## Exercise
Exactly the lines from the one containing "Please indicate the wing" through the final line of the listing are to be retyped, and nothing more.

##### Input material #####

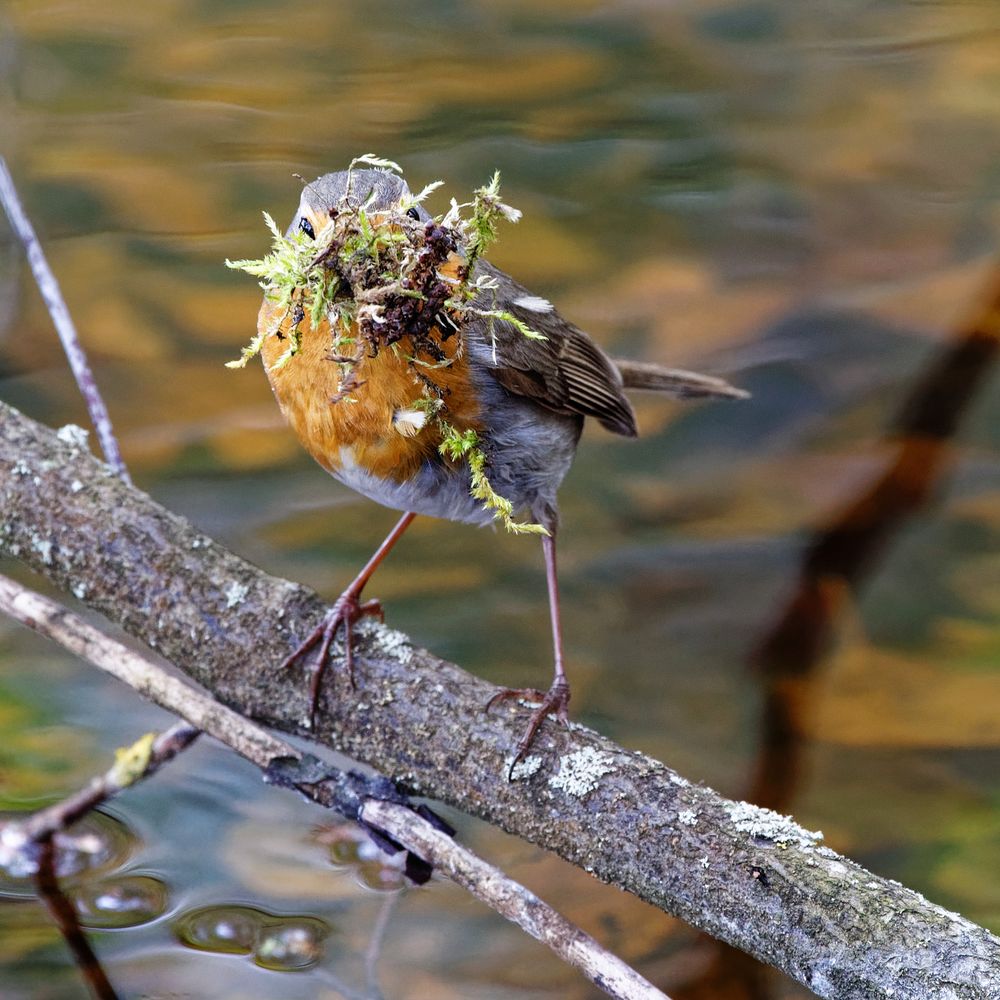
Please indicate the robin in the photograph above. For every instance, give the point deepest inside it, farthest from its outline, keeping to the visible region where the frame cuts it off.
(524, 398)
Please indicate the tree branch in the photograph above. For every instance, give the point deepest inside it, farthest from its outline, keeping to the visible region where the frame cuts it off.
(348, 793)
(745, 875)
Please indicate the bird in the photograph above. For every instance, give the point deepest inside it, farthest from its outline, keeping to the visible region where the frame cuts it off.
(524, 398)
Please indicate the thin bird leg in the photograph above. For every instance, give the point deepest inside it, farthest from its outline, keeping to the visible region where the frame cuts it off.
(555, 701)
(346, 610)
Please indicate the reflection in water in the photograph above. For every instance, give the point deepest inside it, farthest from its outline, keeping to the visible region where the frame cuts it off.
(282, 943)
(837, 562)
(64, 914)
(843, 554)
(691, 175)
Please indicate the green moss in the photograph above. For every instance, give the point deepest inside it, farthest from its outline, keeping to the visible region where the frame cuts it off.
(375, 279)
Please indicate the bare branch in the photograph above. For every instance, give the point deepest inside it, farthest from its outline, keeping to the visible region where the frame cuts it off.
(745, 875)
(64, 324)
(399, 821)
(143, 758)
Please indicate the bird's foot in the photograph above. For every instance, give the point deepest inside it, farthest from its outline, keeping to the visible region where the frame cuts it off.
(555, 702)
(346, 610)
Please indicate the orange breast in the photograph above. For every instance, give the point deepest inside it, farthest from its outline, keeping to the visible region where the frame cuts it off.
(359, 429)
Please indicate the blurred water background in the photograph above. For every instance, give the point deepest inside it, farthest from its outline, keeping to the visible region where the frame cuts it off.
(803, 198)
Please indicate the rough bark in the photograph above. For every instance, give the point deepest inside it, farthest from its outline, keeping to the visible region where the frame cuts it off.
(745, 875)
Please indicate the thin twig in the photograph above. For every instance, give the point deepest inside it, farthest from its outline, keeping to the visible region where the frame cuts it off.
(65, 917)
(64, 325)
(141, 760)
(404, 826)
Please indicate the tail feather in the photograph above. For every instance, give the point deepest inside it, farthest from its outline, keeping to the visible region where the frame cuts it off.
(675, 381)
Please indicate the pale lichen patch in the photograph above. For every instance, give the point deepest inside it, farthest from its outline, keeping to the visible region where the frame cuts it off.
(394, 644)
(43, 547)
(524, 769)
(236, 594)
(73, 434)
(581, 771)
(769, 825)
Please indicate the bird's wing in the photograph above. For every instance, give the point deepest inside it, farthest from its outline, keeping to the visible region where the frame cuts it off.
(566, 372)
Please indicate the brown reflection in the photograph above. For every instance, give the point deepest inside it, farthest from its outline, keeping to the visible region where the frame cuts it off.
(837, 563)
(64, 914)
(844, 553)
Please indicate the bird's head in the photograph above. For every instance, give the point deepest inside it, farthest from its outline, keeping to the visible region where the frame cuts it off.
(374, 190)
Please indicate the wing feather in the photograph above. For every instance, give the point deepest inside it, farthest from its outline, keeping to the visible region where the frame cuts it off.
(567, 372)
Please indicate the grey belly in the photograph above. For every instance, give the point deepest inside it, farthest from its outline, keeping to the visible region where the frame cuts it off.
(436, 491)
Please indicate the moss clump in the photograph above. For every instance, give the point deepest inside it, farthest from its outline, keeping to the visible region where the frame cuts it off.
(376, 278)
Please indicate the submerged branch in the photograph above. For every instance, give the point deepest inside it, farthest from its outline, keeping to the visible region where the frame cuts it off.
(372, 801)
(745, 875)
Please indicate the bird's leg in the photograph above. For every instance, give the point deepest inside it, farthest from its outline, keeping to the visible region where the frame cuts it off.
(346, 610)
(555, 701)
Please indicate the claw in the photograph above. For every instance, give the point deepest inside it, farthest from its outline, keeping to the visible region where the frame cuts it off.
(346, 611)
(555, 702)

#####

## Answer to the task
Please indicate the wing feather in the photograph above. For every instance, give the point deepest inside it, farthest from its outline, keeping to the visible region where the frame cuts it off.
(567, 372)
Please indicate the grey belly in the photograph above. For every instance, give the point deepest inside it, farthest from its outline, keeping to the visible region where the frame cuts it off.
(436, 491)
Please indicate the moss clump in the photograph above. For every instance, give the point deepest inside it, farthest from its outline, keeping to the visible region where the frame cuts it off.
(376, 278)
Please indicate the submerged branch in the photograph above. For every instance, give the point deepest inside it, farthest from its outline, keeping to the visible region where the frame cuts it off.
(372, 801)
(745, 875)
Please indicate the bird's leg in the photograph above. For every instance, give the point deepest inside it, farthest from its outline, keeping to the visible region where the frame cuts it off.
(346, 610)
(555, 701)
Please indicate the claw in the photograph above. For every instance, give the point deepest inside it, farthest from its outline, keeping to the visible region where the frame cuts it off.
(346, 611)
(555, 702)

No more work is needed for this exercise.